Exercise requirements. Copy all of the records below word for word, and leave the pictures out of your copy.

• • • •

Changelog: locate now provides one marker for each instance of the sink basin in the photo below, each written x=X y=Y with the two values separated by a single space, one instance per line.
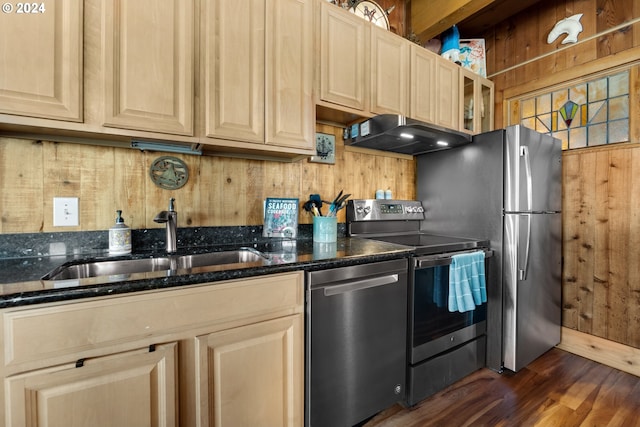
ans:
x=82 y=270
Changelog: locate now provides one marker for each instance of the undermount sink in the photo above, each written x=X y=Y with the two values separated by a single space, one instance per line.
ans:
x=95 y=268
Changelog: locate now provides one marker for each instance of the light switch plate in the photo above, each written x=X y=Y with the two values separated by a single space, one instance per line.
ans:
x=65 y=212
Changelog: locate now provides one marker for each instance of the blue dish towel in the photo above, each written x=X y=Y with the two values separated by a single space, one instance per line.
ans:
x=467 y=284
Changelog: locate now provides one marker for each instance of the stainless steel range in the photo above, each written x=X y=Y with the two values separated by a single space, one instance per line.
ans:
x=443 y=345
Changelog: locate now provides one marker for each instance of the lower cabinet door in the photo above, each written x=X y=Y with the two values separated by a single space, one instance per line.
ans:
x=252 y=375
x=136 y=388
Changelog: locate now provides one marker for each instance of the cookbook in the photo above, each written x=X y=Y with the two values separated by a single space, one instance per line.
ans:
x=280 y=217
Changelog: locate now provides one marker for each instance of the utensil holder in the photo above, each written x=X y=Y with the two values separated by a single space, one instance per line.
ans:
x=325 y=229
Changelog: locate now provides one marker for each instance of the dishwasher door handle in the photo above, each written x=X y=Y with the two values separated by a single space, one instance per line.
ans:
x=357 y=285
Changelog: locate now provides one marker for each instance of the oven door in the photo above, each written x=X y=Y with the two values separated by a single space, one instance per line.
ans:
x=433 y=328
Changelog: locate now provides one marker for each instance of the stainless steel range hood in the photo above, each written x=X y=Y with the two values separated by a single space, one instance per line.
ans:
x=400 y=134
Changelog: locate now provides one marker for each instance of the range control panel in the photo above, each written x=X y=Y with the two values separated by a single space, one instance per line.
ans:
x=384 y=210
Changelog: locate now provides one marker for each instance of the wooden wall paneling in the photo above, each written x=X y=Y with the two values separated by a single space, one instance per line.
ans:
x=619 y=206
x=129 y=187
x=579 y=235
x=609 y=14
x=634 y=100
x=98 y=181
x=254 y=196
x=601 y=246
x=529 y=42
x=188 y=198
x=234 y=188
x=21 y=179
x=71 y=171
x=633 y=332
x=571 y=240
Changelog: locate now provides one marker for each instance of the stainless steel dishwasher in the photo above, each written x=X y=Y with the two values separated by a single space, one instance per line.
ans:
x=356 y=342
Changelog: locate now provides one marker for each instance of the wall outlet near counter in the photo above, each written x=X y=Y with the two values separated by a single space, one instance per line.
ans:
x=65 y=212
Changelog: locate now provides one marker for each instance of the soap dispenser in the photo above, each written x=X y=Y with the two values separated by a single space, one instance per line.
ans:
x=119 y=237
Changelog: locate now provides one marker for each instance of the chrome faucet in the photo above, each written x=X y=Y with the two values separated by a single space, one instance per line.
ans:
x=170 y=217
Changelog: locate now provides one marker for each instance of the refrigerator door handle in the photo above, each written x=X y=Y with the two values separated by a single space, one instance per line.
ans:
x=524 y=152
x=522 y=272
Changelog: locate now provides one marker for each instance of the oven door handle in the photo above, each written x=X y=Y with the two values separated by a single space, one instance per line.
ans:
x=358 y=285
x=442 y=259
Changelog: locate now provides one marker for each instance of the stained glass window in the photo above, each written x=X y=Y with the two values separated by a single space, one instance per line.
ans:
x=583 y=115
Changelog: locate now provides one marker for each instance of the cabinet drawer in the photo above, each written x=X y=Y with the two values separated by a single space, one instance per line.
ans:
x=78 y=328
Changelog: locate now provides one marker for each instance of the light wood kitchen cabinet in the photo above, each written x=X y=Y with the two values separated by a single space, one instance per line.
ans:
x=258 y=74
x=389 y=72
x=343 y=58
x=41 y=59
x=148 y=59
x=235 y=382
x=476 y=108
x=181 y=356
x=446 y=94
x=422 y=84
x=136 y=388
x=435 y=89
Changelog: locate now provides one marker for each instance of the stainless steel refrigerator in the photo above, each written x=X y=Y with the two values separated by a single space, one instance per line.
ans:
x=505 y=186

• • • •

Task output.
Changelog: locate now provides one marker for each instance of the sink basin in the photo below, each written x=X y=Y with the two values separated by a single space, one instance per line.
ans:
x=82 y=270
Changelog: locate now provides one marker for each instance of the undermount sink in the photo above, each written x=X y=Y with the two values separated by a single space, one instance per line.
ans:
x=95 y=268
Changelog: locate now provides one marker for each instance of the light switch plate in the photo above, each written x=X y=Y with the two values separated by a single space, one instance per line.
ans:
x=65 y=212
Changelog: locate now provides one marker for each instance of the blue dish towel in the photo above, each written x=X y=Y with the two values separated by a single space, one instance per line.
ans:
x=467 y=284
Changelog: locate now provides one marker for each instance of the stainless steel range in the photo above, each written x=X y=Y with the two values separated by a single space, one instance per line.
ans:
x=443 y=345
Changelog: locate now provides one marker for each instance of the lower cabinet door in the photo above, each written x=X y=Y with the two values separated by a single space, one instance per line.
ans:
x=252 y=375
x=136 y=388
Changelog: locate now provides one marker for each instance of the cookbook in the photo above, each written x=X y=Y with the two values separated by a single space, one instance per line.
ans:
x=280 y=217
Changelog: locate now provides one marker for each instance of the utensil holder in the photo above, each written x=X y=Y with the two values separated by a single space, one instance per line.
ans:
x=325 y=229
Changelog: locate now provides one marker for each instance of the dishwasher door handle in the photo above, each written x=X y=Y with the two values separated by a single space, one instance per line.
ans:
x=357 y=285
Changelog: locate now provides one marker for each instance of the oven door in the photo above, each written x=X y=Y with the two values separated by a single space, one instance per line.
ans:
x=433 y=328
Changelog: locate now provides one marker for each instance of the stainless steel range hood in the photo above, each written x=X y=Y with the two values separated by a single space, one instance per line.
ans:
x=400 y=134
Changelog: locate now provides one marker for each instance of the range control panel in the photo above, each written x=X y=Y with the two values separated by a single space, one instance per line.
ans:
x=384 y=210
Changelog: locate now provides one marker for each instance of the wooden wall paneling in the photo above, each written x=X y=Y with the two values separated by a single space, one instance per line.
ans:
x=619 y=206
x=129 y=187
x=579 y=235
x=609 y=14
x=634 y=100
x=98 y=181
x=254 y=196
x=601 y=246
x=529 y=42
x=188 y=198
x=234 y=188
x=21 y=179
x=71 y=171
x=633 y=332
x=571 y=240
Changelog: locate now provides one marker for each instance of the stainless steel dishwasher in the photo above, each written x=X y=Y with the two values separated by a single space, one instance per line.
ans:
x=356 y=342
Changelog: locate now provides one marker for each instance of the wall outlet near counter in the photo above, each written x=X y=Y with the two values separated by a single space, one instance per line.
ans:
x=65 y=212
Changelog: locate now provides one marker for each instance of the soap dispenser in the photo above, each written x=X y=Y with the two values separated by a single space, one instance per line.
ans:
x=119 y=237
Changelog: locate now provides one marker for each instance of the chrome faucet in the photo above, each written x=X y=Y with the two values separated by a single space, one instance per line.
ans:
x=170 y=217
Changelog: locate now provides one marker for each instance of the refrigerator door handle in the photo above, each written x=X y=Y with the two values separated by a single space, one instance per line.
ans:
x=524 y=152
x=522 y=272
Changelog: locate now provides one marker for each instance of the oven door handle in the photo above, each written x=X y=Y with the two values separated by a single space, one instance per line.
ans:
x=358 y=285
x=442 y=259
Changelog: locate now provides one marker for each instance of the stained glass window in the photo above, each written x=X y=Y with the two values separated by a single space, one instance per line.
ans:
x=583 y=115
Changelog: locate now provides one marker for each instance of the cabinet drawer in the photo above, each written x=X y=Y with the two values separated by a single space, one instance per line.
ans:
x=78 y=328
Changelog: locate now provides one marker for each instance of the light wood kitchen cabinet in the photo above, each written x=X y=Y with the two values separated by a single space, one instance per line.
ans:
x=258 y=74
x=389 y=72
x=343 y=58
x=41 y=59
x=148 y=59
x=235 y=382
x=476 y=108
x=181 y=356
x=446 y=94
x=422 y=84
x=136 y=388
x=435 y=89
Changelog: locate now provides one marker for each instance of the stainless steel refrigerator in the photo above, each written x=X y=Y with the two values separated by a single space, one instance per line.
ans:
x=505 y=186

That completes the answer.